* [Your objective]: Could you change "window blind" to "window shade" in the part of the data that opens with the line containing "Can you confirm whether any polished" and closes with the line containing "[549,69,640,101]", then give that part again with all else untouched?

* [Record list]:
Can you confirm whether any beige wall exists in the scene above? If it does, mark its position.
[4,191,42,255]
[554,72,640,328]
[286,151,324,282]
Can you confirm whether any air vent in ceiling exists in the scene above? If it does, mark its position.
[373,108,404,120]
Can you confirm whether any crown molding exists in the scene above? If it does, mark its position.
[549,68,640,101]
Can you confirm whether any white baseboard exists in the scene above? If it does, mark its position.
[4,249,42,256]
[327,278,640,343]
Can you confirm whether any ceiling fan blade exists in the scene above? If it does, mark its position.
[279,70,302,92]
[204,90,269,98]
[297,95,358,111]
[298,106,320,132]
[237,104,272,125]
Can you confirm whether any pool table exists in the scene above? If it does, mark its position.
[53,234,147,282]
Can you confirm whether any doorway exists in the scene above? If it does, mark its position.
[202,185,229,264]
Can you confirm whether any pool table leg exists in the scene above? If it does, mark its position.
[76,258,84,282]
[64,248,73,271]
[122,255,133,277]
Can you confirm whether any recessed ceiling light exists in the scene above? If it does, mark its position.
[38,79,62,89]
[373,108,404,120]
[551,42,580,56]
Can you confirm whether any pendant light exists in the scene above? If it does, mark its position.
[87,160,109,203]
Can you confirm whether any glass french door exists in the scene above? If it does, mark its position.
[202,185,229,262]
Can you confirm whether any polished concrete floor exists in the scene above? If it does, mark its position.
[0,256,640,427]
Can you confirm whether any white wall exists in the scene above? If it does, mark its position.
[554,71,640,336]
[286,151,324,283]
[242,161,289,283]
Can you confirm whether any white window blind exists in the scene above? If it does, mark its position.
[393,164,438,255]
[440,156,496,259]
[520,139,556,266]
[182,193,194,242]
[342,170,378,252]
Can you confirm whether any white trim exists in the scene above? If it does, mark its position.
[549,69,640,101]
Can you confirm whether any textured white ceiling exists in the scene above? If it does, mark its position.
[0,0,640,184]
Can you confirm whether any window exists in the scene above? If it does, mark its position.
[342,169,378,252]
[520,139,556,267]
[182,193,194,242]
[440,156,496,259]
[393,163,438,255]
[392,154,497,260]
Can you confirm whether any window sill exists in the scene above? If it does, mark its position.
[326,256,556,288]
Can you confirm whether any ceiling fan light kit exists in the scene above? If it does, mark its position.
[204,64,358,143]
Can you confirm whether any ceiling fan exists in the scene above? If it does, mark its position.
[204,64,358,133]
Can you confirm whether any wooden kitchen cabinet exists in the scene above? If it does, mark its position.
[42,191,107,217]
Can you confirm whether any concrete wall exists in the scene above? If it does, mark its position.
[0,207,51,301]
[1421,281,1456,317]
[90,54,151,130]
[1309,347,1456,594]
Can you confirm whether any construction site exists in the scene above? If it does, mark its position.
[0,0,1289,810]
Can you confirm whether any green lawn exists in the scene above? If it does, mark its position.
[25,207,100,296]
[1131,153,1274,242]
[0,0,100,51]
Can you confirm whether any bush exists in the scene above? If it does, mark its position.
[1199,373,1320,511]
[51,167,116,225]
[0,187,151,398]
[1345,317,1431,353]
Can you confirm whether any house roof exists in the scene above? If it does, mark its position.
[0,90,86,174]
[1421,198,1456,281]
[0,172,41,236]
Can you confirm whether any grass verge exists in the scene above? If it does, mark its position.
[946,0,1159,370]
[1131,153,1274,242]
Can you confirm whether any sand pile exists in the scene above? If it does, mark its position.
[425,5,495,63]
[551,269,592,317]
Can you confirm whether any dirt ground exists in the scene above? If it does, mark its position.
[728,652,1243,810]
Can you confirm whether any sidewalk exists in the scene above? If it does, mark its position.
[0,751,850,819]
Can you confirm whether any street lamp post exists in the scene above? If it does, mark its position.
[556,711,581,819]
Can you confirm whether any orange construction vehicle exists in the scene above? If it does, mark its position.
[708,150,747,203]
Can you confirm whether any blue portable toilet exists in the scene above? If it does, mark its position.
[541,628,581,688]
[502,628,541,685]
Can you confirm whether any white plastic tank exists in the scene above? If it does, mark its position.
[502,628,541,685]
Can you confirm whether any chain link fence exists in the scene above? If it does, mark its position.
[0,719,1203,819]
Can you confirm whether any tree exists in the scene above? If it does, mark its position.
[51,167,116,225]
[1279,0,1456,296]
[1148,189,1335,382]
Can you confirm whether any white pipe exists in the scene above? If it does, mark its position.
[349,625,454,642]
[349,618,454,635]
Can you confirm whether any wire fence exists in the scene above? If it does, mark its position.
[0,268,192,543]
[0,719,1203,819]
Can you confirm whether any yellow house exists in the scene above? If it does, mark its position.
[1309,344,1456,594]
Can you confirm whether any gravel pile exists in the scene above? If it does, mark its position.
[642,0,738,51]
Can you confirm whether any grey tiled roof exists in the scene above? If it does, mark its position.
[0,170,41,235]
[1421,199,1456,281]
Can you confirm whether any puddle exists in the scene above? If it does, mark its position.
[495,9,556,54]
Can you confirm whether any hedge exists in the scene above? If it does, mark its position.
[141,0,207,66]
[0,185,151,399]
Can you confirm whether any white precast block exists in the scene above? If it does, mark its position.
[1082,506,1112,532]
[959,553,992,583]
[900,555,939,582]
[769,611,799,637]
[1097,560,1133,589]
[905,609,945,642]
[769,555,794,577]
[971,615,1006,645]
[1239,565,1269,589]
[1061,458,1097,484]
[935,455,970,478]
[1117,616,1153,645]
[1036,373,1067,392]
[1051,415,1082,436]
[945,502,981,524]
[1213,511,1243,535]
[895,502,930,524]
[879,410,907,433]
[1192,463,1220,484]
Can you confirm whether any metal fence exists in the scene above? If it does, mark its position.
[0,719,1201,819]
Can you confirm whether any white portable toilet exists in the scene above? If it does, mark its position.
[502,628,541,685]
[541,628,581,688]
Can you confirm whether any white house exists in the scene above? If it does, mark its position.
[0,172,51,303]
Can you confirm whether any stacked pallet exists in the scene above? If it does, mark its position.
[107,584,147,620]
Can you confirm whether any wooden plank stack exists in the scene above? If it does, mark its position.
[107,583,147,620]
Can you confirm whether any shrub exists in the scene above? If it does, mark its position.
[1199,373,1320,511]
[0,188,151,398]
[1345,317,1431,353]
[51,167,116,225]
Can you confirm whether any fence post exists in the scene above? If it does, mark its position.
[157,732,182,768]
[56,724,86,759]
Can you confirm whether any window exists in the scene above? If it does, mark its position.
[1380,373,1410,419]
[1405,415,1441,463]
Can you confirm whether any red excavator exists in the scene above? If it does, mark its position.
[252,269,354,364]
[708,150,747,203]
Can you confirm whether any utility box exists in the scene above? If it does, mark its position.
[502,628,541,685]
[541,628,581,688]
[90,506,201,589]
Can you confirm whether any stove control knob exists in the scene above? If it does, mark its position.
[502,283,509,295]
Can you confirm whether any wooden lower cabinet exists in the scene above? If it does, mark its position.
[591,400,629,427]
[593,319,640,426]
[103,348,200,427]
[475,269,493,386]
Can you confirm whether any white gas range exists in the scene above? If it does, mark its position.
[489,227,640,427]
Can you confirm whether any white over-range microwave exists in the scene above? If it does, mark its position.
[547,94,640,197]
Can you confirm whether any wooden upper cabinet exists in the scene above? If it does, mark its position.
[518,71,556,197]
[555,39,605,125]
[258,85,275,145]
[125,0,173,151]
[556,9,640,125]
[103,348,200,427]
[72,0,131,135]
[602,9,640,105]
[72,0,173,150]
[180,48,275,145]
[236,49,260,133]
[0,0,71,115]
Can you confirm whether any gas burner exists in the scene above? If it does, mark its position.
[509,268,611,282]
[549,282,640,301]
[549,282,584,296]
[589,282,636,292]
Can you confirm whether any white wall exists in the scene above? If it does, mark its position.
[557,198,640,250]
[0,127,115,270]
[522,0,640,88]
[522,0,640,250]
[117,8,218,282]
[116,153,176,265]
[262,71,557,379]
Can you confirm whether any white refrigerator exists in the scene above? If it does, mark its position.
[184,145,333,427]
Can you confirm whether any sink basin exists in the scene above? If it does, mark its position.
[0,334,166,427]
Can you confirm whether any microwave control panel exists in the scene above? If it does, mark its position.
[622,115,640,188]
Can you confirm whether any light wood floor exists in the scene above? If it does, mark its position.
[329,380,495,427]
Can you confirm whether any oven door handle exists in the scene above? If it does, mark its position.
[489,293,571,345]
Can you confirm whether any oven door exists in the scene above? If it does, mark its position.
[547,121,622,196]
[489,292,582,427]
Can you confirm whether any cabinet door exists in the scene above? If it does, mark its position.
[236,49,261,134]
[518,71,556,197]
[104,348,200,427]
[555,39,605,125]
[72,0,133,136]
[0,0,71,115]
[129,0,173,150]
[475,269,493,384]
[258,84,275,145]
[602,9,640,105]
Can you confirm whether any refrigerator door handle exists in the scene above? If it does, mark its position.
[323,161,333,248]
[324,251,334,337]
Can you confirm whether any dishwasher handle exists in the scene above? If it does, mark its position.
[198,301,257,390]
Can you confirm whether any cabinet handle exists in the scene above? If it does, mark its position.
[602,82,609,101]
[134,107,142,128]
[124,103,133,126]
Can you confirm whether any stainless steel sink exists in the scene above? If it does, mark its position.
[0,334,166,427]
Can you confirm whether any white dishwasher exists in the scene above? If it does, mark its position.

* [The completed task]:
Can you confirm whether any polished concrete floor exists in the scene above? If it does, mark its position.
[0,256,640,427]
Can you confirm whether any white wall exists in the scene above? If it does, mark its position.
[554,71,640,336]
[286,151,324,283]
[242,161,289,283]
Can you confirm whether any white window shade exists in the scene above? If it does, mark its position.
[393,164,438,255]
[440,156,496,259]
[520,139,556,266]
[182,193,194,242]
[342,170,378,252]
Can you confirm whether any white trim exists in the scene above? If it does, mark its position.
[549,69,640,101]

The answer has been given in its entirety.